This exercise calls for every record to be set down exactly.

*** Opening Input material ***

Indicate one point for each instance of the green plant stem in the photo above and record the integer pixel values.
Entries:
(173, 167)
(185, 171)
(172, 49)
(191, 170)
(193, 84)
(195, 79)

*** Closing Input material ***

**Exercise result**:
Indicate one point for each instance of the green plant stem in the photo above and record the integer pixel values.
Entries:
(173, 167)
(185, 171)
(172, 49)
(191, 170)
(193, 84)
(195, 79)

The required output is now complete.